*THE INPUT*

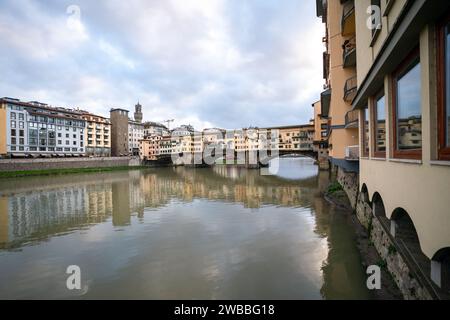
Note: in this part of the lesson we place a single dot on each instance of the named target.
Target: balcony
(350, 89)
(348, 18)
(325, 99)
(352, 153)
(326, 65)
(349, 53)
(351, 119)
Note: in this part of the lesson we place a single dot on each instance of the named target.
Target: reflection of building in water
(121, 203)
(63, 206)
(52, 211)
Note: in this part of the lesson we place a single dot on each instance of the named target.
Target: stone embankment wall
(66, 163)
(404, 273)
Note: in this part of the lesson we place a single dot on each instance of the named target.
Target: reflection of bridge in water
(37, 208)
(248, 158)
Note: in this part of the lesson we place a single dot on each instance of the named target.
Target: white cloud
(204, 62)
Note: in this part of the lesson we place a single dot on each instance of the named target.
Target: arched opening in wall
(440, 269)
(379, 210)
(365, 194)
(407, 239)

*WRITTEN EXERCISE*
Rewrite every record above with "single dot" replaced by "single point" wherever it occurs, and change nothing else. Leave out the pictures.

*SOLUTION FOR THIS EXERCISE*
Note: in this part of the lesson we place a single point on each instance of the named target.
Target: balcony
(350, 89)
(348, 18)
(325, 99)
(352, 153)
(326, 65)
(349, 53)
(351, 119)
Note: in this part of the lesson we place a single point on each instance of the named target.
Target: reflection of building in water
(121, 203)
(63, 206)
(52, 211)
Note: in this part of the lesson we place a single point on each instance of the named target.
Target: stone embankment wall
(66, 163)
(404, 273)
Note: in this part of the lesson we place a single point on each instance of the named target.
Target: reflection of bridge in water
(37, 208)
(248, 158)
Note: in this part of the lesson we place a single point on each instance of the named target.
Target: white cloud
(204, 62)
Note: in this part of the lesson we place a single point on each instance of the named target.
Target: arched opening in wall
(440, 269)
(379, 210)
(365, 194)
(407, 239)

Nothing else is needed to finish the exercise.